Exercise instructions:
Copy all entries exactly.

(Dataset records)
+ + + + +
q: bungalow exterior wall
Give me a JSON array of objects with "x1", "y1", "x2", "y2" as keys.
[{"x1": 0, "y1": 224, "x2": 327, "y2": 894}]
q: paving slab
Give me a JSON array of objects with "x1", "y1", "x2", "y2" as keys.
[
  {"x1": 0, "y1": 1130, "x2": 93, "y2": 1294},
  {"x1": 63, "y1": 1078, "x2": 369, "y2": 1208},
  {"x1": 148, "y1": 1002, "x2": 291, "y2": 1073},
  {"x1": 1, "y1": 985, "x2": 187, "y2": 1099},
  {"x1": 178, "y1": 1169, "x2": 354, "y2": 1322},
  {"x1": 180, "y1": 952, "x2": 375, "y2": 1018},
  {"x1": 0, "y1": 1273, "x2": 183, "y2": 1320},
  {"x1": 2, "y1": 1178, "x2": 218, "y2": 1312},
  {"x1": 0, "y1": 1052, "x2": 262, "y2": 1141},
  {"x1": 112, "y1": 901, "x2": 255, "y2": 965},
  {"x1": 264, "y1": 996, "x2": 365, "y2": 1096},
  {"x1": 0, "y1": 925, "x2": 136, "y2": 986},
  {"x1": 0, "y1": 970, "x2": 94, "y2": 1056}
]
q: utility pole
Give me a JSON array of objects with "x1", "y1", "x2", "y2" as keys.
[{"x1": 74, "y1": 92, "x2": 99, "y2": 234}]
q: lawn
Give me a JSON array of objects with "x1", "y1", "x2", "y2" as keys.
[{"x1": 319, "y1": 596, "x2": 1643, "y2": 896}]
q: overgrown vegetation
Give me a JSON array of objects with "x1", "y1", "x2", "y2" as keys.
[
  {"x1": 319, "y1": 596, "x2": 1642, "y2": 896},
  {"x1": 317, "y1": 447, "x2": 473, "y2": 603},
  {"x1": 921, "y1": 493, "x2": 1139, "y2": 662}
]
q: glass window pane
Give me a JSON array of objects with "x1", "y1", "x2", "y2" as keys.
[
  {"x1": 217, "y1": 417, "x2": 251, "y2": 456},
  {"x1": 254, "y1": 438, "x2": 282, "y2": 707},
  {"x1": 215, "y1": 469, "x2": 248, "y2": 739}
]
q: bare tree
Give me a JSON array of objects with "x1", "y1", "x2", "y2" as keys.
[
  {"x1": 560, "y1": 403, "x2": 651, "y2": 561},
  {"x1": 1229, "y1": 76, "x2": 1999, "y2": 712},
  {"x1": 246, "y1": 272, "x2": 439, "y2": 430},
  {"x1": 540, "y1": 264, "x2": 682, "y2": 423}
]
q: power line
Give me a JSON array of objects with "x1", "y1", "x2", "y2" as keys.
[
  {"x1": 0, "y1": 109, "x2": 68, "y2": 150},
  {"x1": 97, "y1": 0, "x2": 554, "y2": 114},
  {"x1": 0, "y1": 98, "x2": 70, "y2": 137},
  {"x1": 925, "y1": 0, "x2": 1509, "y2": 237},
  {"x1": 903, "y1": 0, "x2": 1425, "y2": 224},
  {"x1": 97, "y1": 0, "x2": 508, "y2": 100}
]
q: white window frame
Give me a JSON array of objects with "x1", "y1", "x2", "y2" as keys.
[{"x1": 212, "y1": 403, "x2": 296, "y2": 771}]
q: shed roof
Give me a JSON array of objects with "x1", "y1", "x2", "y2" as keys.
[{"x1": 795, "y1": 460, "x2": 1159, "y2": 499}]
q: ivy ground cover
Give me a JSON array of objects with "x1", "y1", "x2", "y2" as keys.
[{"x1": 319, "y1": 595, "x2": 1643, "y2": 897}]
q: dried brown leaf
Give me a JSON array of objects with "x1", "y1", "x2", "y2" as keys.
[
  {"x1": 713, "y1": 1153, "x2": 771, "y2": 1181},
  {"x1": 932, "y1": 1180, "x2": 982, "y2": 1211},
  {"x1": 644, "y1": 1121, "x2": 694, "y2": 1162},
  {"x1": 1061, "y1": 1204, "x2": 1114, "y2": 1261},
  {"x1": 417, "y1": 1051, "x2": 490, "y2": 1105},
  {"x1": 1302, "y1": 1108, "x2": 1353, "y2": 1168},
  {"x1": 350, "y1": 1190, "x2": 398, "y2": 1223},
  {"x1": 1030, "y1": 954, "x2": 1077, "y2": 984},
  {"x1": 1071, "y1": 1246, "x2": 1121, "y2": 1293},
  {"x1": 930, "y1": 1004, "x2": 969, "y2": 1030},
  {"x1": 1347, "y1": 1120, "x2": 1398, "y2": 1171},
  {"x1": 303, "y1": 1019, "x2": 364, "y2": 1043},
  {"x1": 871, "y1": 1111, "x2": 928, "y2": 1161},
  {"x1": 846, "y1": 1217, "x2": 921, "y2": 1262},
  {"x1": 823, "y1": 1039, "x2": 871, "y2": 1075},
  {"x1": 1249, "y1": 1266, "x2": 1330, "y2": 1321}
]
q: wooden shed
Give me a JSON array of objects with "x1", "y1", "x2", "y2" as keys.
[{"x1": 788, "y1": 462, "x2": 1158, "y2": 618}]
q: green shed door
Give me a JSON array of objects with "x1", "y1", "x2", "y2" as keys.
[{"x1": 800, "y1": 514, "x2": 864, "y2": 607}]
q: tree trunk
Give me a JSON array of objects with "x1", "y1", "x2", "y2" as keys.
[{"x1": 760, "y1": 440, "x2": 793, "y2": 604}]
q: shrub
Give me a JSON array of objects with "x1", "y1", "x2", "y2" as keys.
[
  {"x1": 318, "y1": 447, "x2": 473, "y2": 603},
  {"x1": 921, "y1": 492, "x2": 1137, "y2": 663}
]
+ + + + +
Response:
q: bungalow exterior wall
Give me a JSON array of objects with "x1", "y1", "x2", "y2" as keys.
[{"x1": 0, "y1": 224, "x2": 327, "y2": 894}]
q: paving slab
Give me a JSON array of objects with "x1", "y1", "x2", "y2" as keys.
[
  {"x1": 0, "y1": 1130, "x2": 93, "y2": 1294},
  {"x1": 63, "y1": 1078, "x2": 369, "y2": 1208},
  {"x1": 148, "y1": 1002, "x2": 291, "y2": 1073},
  {"x1": 1, "y1": 985, "x2": 187, "y2": 1099},
  {"x1": 178, "y1": 1169, "x2": 354, "y2": 1322},
  {"x1": 180, "y1": 952, "x2": 375, "y2": 1018},
  {"x1": 0, "y1": 1273, "x2": 183, "y2": 1320},
  {"x1": 2, "y1": 1178, "x2": 218, "y2": 1312},
  {"x1": 0, "y1": 1052, "x2": 262, "y2": 1141},
  {"x1": 112, "y1": 901, "x2": 255, "y2": 965},
  {"x1": 264, "y1": 996, "x2": 365, "y2": 1096},
  {"x1": 0, "y1": 925, "x2": 136, "y2": 986},
  {"x1": 0, "y1": 970, "x2": 94, "y2": 1056}
]
q: utility pole
Give me a JSON array of objects with "x1", "y1", "x2", "y2" as keys.
[{"x1": 74, "y1": 92, "x2": 99, "y2": 234}]
q: lawn
Give me a JSON array of objects with "x1", "y1", "x2", "y2" as keys.
[{"x1": 319, "y1": 596, "x2": 1643, "y2": 896}]
q: overgrown vegetation
Give me a JSON array of objects with "x1", "y1", "x2", "y2" as keys.
[
  {"x1": 319, "y1": 596, "x2": 1642, "y2": 896},
  {"x1": 317, "y1": 447, "x2": 473, "y2": 603},
  {"x1": 921, "y1": 493, "x2": 1139, "y2": 662}
]
q: glass window pane
Give me a JSON array of objects with "x1", "y1", "x2", "y2" as keys.
[
  {"x1": 217, "y1": 417, "x2": 251, "y2": 456},
  {"x1": 254, "y1": 438, "x2": 282, "y2": 707},
  {"x1": 215, "y1": 469, "x2": 248, "y2": 739}
]
q: bare tree
Give me a JSON array of objects with "x1", "y1", "x2", "y2" as keys.
[
  {"x1": 560, "y1": 403, "x2": 651, "y2": 561},
  {"x1": 1229, "y1": 76, "x2": 1999, "y2": 712},
  {"x1": 246, "y1": 272, "x2": 439, "y2": 430},
  {"x1": 540, "y1": 264, "x2": 682, "y2": 423}
]
q: power line
Give me a JSON array of objects with "x1", "y1", "x2", "y2" as keys.
[
  {"x1": 0, "y1": 109, "x2": 68, "y2": 150},
  {"x1": 97, "y1": 0, "x2": 554, "y2": 114},
  {"x1": 0, "y1": 98, "x2": 70, "y2": 137},
  {"x1": 925, "y1": 0, "x2": 1509, "y2": 237},
  {"x1": 903, "y1": 0, "x2": 1425, "y2": 224},
  {"x1": 97, "y1": 0, "x2": 508, "y2": 100}
]
q: white window frame
Give me a JSON array of objects with "x1", "y1", "x2", "y2" as keys.
[{"x1": 212, "y1": 403, "x2": 296, "y2": 771}]
q: shed roof
Give me a JSON array of objects with "x1", "y1", "x2", "y2" as keys.
[{"x1": 795, "y1": 460, "x2": 1159, "y2": 499}]
q: ivy ground cover
Give me a JSON array of objects with "x1", "y1", "x2", "y2" as keys.
[{"x1": 319, "y1": 595, "x2": 1643, "y2": 897}]
q: dried brown leaf
Give me a JSON array of objects with "x1", "y1", "x2", "y2" as keys.
[
  {"x1": 713, "y1": 1153, "x2": 771, "y2": 1181},
  {"x1": 932, "y1": 1180, "x2": 982, "y2": 1211},
  {"x1": 644, "y1": 1121, "x2": 694, "y2": 1162},
  {"x1": 1061, "y1": 1204, "x2": 1114, "y2": 1261},
  {"x1": 417, "y1": 1051, "x2": 490, "y2": 1105},
  {"x1": 1302, "y1": 1108, "x2": 1353, "y2": 1168},
  {"x1": 350, "y1": 1190, "x2": 398, "y2": 1223},
  {"x1": 1030, "y1": 954, "x2": 1077, "y2": 984},
  {"x1": 1071, "y1": 1246, "x2": 1121, "y2": 1293},
  {"x1": 930, "y1": 1004, "x2": 969, "y2": 1030},
  {"x1": 1347, "y1": 1120, "x2": 1398, "y2": 1171},
  {"x1": 303, "y1": 1019, "x2": 364, "y2": 1043},
  {"x1": 871, "y1": 1111, "x2": 928, "y2": 1161},
  {"x1": 846, "y1": 1217, "x2": 921, "y2": 1262},
  {"x1": 823, "y1": 1039, "x2": 871, "y2": 1075},
  {"x1": 1249, "y1": 1266, "x2": 1330, "y2": 1321}
]
q: wooden shed
Give me a JSON array of objects with "x1", "y1", "x2", "y2" as keys.
[{"x1": 788, "y1": 462, "x2": 1158, "y2": 618}]
q: green shed door
Give me a JSON array of objects with "x1", "y1", "x2", "y2" as keys.
[{"x1": 800, "y1": 514, "x2": 864, "y2": 607}]
q: tree trunk
Give me a JSON array of objects with "x1", "y1", "x2", "y2" as keys.
[{"x1": 760, "y1": 440, "x2": 793, "y2": 604}]
q: shrub
Give me a JSON array of objects with "x1", "y1", "x2", "y2" as keys.
[
  {"x1": 318, "y1": 447, "x2": 473, "y2": 603},
  {"x1": 921, "y1": 492, "x2": 1137, "y2": 663}
]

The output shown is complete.